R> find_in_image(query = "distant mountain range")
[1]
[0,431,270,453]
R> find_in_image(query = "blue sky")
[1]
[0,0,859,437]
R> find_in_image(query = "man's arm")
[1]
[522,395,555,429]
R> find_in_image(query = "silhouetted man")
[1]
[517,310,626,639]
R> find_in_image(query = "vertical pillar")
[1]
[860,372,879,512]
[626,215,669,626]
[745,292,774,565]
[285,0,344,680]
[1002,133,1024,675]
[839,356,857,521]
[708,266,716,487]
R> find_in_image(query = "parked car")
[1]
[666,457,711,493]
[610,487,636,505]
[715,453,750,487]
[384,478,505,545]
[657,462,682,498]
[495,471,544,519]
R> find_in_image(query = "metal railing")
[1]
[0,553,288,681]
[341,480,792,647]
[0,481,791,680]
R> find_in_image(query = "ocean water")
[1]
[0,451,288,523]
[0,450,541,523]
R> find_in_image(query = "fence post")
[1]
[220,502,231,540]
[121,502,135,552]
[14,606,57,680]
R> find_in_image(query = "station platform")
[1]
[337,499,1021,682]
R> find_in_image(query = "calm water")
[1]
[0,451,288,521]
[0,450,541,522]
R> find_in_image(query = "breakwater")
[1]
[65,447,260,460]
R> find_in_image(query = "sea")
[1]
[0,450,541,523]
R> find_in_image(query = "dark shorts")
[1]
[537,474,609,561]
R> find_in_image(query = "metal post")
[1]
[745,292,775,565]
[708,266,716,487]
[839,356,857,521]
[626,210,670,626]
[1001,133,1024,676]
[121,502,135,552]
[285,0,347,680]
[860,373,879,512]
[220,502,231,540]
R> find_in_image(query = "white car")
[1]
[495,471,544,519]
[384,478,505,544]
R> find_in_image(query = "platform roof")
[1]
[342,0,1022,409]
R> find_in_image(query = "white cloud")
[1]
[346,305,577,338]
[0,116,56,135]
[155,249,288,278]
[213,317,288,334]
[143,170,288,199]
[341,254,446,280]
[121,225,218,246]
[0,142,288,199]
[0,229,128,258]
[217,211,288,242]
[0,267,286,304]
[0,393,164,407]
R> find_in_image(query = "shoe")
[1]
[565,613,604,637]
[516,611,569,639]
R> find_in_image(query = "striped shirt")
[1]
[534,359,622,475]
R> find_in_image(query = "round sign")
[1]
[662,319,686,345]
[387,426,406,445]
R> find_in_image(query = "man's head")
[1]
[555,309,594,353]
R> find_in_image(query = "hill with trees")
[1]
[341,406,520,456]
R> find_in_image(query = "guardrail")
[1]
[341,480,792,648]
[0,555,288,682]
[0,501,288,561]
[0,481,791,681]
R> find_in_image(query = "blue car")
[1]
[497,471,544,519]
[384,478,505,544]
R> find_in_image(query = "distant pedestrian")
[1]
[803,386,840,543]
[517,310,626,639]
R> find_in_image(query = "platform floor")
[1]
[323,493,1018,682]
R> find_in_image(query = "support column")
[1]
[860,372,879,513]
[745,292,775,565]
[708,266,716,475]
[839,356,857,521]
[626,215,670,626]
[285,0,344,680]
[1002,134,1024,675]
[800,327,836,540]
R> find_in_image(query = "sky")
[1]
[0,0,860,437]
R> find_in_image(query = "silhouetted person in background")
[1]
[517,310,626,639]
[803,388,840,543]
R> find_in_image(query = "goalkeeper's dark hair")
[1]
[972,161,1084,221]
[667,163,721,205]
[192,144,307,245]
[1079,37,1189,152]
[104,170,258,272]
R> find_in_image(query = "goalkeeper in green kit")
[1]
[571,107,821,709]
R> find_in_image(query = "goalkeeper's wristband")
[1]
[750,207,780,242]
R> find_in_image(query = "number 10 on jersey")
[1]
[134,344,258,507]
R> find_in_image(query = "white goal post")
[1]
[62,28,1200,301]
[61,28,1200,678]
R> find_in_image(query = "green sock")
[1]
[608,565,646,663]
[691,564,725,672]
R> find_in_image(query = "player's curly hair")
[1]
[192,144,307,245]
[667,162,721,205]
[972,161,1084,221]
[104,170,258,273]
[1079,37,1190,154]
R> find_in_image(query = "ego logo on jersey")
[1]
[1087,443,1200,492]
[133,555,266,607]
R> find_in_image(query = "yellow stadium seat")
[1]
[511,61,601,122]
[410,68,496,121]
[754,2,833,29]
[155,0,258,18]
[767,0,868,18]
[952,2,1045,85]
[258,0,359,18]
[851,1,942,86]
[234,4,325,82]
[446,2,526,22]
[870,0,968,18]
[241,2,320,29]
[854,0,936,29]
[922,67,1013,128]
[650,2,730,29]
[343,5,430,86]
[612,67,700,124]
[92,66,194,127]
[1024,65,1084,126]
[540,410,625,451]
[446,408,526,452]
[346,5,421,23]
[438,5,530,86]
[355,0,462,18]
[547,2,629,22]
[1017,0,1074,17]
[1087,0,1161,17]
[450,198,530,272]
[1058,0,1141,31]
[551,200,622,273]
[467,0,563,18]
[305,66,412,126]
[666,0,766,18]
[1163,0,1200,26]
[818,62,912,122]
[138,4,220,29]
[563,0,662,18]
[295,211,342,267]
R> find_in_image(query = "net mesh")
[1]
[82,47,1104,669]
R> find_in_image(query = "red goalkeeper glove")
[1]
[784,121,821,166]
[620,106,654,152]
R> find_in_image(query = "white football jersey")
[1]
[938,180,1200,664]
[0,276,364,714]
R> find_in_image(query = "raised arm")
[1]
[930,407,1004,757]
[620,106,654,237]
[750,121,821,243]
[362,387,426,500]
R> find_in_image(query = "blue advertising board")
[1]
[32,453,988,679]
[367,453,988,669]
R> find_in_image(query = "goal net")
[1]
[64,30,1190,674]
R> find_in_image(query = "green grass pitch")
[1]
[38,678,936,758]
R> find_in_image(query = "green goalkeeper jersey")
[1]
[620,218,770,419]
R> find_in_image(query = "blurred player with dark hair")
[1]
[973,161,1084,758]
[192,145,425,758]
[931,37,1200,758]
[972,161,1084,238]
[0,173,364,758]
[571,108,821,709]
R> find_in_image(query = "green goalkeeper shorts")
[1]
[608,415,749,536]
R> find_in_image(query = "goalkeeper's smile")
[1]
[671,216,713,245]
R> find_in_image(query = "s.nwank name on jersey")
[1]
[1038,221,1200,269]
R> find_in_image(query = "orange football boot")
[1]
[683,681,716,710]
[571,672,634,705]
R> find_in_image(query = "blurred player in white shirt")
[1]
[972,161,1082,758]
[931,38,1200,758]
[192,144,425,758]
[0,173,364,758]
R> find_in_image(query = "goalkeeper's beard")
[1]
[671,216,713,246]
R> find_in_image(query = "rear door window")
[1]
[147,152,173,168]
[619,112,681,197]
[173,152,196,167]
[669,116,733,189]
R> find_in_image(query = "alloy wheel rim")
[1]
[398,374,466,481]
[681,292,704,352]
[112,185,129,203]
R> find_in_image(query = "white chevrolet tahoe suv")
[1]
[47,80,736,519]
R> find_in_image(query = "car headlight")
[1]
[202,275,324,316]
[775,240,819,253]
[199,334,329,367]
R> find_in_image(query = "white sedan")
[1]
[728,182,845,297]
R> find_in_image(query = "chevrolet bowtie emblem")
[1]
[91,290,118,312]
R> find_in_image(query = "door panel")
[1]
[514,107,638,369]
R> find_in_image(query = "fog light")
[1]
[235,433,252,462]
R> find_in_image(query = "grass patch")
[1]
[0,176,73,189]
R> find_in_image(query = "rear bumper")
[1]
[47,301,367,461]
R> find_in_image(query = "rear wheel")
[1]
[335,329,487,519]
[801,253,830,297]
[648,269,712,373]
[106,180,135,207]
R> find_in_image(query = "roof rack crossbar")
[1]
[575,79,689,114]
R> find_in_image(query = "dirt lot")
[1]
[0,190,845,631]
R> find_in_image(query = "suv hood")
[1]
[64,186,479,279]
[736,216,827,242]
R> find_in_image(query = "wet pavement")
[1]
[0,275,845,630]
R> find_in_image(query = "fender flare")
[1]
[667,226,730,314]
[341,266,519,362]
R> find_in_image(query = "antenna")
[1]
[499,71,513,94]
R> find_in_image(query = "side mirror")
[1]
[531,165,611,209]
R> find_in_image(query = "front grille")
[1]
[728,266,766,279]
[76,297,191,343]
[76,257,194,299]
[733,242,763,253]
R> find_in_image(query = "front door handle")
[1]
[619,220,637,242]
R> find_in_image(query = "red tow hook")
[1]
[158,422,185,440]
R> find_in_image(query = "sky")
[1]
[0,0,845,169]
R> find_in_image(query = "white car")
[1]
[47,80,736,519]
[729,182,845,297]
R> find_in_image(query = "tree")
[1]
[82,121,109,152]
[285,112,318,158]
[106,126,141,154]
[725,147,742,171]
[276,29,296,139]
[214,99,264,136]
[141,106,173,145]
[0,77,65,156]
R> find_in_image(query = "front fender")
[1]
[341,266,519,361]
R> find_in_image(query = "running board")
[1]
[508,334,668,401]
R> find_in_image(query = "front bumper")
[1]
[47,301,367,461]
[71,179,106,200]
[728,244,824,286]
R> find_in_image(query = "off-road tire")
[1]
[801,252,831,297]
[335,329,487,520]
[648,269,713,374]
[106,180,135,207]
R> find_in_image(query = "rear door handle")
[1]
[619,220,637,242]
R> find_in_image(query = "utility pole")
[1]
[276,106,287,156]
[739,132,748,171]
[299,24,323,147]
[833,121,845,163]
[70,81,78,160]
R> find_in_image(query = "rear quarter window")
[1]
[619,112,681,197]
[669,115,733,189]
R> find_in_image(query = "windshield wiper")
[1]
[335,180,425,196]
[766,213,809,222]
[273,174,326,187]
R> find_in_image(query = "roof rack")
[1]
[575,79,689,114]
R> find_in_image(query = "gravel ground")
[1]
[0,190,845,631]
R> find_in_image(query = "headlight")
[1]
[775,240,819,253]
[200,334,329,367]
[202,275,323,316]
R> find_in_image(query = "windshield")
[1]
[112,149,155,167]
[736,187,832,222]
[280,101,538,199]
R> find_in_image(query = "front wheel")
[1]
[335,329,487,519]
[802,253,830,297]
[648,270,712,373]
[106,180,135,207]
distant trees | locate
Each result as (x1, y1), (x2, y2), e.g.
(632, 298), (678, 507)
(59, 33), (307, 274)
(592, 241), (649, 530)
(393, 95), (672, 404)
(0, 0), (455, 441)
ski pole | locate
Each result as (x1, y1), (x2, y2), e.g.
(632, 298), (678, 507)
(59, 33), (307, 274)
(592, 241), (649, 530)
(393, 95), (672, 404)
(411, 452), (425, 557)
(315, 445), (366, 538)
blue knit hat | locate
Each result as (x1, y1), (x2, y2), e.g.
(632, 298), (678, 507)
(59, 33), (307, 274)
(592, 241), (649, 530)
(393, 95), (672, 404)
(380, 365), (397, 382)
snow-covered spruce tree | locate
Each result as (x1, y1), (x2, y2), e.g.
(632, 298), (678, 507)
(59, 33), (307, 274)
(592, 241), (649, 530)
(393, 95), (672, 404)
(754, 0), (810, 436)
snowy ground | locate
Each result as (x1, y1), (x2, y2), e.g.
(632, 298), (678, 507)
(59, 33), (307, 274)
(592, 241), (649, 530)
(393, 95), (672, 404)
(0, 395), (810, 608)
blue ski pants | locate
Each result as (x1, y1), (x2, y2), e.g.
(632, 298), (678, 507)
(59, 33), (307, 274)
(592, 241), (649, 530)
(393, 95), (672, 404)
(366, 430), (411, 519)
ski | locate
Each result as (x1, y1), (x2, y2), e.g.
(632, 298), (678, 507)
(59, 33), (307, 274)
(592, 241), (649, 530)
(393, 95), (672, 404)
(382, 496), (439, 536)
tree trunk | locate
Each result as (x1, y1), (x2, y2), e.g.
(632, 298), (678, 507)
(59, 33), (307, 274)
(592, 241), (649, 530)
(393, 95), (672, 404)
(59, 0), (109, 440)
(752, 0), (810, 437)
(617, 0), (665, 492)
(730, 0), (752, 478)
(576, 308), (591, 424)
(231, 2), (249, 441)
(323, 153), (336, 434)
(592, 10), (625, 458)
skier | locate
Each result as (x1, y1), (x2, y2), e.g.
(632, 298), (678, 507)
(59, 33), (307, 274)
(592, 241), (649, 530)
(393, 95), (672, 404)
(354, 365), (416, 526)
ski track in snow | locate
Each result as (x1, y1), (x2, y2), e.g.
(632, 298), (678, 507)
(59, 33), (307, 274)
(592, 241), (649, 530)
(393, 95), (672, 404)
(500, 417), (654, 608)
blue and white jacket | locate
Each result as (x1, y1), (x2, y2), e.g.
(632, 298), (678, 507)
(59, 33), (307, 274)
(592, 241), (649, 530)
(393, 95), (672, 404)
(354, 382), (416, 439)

→ To be done:
Rewrite the items starting at the line containing "blue ski pants | locate" and ending at the line containing "(382, 496), (439, 536)", requests included, with 118 added to every answer coordinate. Leave the sample pairs in the requests unchanged.

→ Output of the exercise:
blue ski pants | locate
Each result as (x1, y1), (x2, y2), e.g.
(632, 298), (678, 507)
(59, 33), (307, 274)
(592, 241), (649, 530)
(393, 95), (672, 404)
(484, 548), (529, 637)
ski | locate
Each result as (x1, y1), (x2, y2), e.g.
(632, 298), (678, 507)
(59, 33), (307, 274)
(592, 241), (649, 530)
(393, 95), (672, 404)
(500, 614), (557, 654)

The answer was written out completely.